Text extract:
# SaddleOnline.com ?????



## jumanji321 (Dec 1, 2010)

http://www.horseforum.com/horse-tack-equipment/advice-saddleonline-com-102642/
http://www.horseforum.com/horse-tack-equipment/saddleonline-com-49972/ 
http://www.horseforum.com/horse-talk/saddle-online-anyone-155678/

Here are some old threads about that particular website.


----------



## Saddlebag (Jan 17, 2011)

If the price is under $500, then the retailer paid less than $250. That should tell you a whole lot about the quality. Best to steer clear.


----------



## SouthernTrails (Dec 19, 2008)

Saddlebag said:


> If the price is under $500, then the retailer paid less than $250. That should tell you a whole lot about the quality. Best to steer clear.


Actually the cost a lot less than that wholesale, those saddle packages from India are between 70.00 and 95.00 each in lots of 20.

Set task 1: Reproduce the forum thread about SaddleOnline.com in full, with no changes.

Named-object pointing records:
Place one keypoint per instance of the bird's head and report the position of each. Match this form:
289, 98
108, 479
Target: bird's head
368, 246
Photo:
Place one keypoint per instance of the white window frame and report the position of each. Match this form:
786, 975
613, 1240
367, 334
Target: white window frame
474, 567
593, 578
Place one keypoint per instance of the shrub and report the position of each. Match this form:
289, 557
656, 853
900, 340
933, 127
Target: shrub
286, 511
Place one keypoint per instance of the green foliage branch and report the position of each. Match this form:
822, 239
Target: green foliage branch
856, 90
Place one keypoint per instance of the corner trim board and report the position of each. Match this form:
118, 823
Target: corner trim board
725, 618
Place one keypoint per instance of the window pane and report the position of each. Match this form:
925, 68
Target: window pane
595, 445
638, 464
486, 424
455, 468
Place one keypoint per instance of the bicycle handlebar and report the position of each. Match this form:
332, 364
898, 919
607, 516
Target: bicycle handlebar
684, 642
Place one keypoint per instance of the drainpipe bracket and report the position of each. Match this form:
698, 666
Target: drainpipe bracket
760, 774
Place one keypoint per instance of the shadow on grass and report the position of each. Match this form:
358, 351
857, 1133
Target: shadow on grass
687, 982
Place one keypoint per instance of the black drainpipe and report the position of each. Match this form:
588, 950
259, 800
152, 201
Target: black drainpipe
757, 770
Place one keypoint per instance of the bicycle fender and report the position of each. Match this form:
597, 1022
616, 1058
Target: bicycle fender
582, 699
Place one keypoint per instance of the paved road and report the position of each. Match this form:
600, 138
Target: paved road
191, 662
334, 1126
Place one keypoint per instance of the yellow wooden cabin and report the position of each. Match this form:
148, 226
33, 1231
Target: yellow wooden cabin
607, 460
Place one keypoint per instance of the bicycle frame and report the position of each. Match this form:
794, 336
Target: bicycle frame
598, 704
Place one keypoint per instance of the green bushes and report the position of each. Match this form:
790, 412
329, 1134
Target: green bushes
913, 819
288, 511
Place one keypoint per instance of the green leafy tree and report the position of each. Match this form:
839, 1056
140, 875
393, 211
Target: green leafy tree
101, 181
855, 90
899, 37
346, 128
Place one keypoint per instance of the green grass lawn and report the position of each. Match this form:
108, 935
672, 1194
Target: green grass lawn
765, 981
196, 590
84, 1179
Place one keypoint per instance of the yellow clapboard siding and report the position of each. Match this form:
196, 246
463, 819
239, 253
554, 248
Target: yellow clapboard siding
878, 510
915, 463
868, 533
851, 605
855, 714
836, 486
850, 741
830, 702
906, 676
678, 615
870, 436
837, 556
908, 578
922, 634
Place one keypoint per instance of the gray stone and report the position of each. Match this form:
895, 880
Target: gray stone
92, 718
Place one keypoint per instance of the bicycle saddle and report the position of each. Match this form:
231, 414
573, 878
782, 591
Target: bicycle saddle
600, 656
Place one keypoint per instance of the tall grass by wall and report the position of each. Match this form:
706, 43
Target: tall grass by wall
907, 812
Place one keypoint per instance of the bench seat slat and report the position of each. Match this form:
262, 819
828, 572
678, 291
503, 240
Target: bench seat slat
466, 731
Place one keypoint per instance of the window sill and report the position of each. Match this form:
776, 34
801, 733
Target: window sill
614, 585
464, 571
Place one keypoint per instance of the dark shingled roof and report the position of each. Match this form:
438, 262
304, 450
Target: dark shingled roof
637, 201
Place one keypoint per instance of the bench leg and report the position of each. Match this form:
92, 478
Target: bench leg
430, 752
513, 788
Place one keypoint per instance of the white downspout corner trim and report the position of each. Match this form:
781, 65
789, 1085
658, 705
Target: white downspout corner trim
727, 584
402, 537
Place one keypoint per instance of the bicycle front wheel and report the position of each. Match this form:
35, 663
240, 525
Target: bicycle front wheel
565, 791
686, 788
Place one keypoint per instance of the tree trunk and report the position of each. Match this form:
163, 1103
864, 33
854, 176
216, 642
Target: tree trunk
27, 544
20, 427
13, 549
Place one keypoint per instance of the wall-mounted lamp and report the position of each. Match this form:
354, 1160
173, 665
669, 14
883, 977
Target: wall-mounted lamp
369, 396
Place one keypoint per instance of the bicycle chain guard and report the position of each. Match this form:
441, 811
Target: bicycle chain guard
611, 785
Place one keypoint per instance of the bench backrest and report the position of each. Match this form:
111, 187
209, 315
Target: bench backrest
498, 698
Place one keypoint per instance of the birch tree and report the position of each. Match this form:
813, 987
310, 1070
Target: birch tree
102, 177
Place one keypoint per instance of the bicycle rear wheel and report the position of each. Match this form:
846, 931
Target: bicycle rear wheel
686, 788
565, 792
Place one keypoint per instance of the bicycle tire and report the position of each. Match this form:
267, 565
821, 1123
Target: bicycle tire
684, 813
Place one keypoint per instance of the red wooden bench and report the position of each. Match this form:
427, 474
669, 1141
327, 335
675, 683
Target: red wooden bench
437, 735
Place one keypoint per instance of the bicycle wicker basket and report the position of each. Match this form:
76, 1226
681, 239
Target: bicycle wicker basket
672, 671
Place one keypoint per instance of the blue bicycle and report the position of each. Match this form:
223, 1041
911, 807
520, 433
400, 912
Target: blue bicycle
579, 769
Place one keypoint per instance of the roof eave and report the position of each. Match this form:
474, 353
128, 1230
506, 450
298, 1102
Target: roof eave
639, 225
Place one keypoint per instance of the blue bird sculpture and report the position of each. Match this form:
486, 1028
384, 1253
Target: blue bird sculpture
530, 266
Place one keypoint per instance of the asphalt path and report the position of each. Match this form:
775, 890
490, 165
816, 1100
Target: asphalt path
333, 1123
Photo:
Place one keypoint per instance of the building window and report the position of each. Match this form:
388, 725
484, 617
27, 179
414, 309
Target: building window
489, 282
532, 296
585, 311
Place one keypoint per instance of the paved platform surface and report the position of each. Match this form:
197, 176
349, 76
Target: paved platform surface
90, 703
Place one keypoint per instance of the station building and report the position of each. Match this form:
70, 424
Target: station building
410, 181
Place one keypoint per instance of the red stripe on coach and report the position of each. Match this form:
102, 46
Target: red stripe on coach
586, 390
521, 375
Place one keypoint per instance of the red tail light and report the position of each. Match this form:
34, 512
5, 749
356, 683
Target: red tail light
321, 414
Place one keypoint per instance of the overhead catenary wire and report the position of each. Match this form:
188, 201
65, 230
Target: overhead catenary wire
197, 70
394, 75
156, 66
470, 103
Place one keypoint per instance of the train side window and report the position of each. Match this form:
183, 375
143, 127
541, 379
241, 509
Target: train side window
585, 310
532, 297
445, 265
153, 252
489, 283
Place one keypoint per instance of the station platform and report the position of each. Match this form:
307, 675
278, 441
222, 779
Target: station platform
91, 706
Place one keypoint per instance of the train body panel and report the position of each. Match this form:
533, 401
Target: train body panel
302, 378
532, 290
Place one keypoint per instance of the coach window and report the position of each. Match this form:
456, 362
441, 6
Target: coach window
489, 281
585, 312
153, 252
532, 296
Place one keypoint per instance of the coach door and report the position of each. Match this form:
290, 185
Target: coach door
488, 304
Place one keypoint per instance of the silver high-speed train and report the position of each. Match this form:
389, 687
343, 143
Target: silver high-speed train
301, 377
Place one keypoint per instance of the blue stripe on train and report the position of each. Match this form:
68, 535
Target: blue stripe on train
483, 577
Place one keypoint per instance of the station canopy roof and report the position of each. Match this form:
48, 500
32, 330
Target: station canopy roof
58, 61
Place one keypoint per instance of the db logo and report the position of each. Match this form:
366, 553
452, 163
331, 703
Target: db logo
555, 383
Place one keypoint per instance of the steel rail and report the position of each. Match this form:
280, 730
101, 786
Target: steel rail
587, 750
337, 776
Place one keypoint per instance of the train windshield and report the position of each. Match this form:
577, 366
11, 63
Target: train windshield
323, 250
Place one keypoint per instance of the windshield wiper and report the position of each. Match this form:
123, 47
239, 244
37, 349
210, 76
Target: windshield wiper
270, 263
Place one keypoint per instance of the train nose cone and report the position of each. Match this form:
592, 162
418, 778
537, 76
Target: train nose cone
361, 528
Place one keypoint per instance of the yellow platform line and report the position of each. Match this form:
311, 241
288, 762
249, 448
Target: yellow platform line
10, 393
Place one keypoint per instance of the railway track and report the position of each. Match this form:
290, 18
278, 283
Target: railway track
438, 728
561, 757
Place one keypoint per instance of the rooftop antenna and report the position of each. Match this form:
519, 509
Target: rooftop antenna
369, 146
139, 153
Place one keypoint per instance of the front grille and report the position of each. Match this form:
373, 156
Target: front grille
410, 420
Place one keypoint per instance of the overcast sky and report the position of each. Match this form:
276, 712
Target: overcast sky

Set task 2: Recast the records from the line containing "Place one keypoint per instance of the railway" through the last line of the records, inclusive, as a JSON list of strings with one string per line and blank lines omitted. Include only those lines.

Correct response 1:
# SaddleOnline.com ?????



## jumanji321 (Dec 1, 2010)

http://www.horseforum.com/horse-tack-equipment/advice-saddleonline-com-102642/
http://www.horseforum.com/horse-tack-equipment/saddleonline-com-49972/ 
http://www.horseforum.com/horse-talk/saddle-online-anyone-155678/

Here are some old threads about that particular website.


----------



## Saddlebag (Jan 17, 2011)

If the price is under $500, then the retailer paid less than $250. That should tell you a whole lot about the quality. Best to steer clear.


----------



## SouthernTrails (Dec 19, 2008)

Saddlebag said:


> If the price is under $500, then the retailer paid less than $250. That should tell you a whole lot about the quality. Best to steer clear.


Actually the cost a lot less than that wholesale, those saddle packages from India are between 70.00 and 95.00 each in lots of 20.

Correct response 2:
[
  "Place one keypoint per instance of the railway track and report the position of each. Match this form:",
  "290, 18",
  "278, 283",
  "Target: railway track",
  "438, 728",
  "561, 757",
  "Place one keypoint per instance of the rooftop antenna and report the position of each. Match this form:",
  "519, 509",
  "Target: rooftop antenna",
  "369, 146",
  "139, 153",
  "Place one keypoint per instance of the front grille and report the position of each. Match this form:",
  "373, 156",
  "Target: front grille",
  "410, 420",
  "Place one keypoint per instance of the overcast sky and report the position of each. Match this form:",
  "276, 712",
  "Target: overcast sky"
]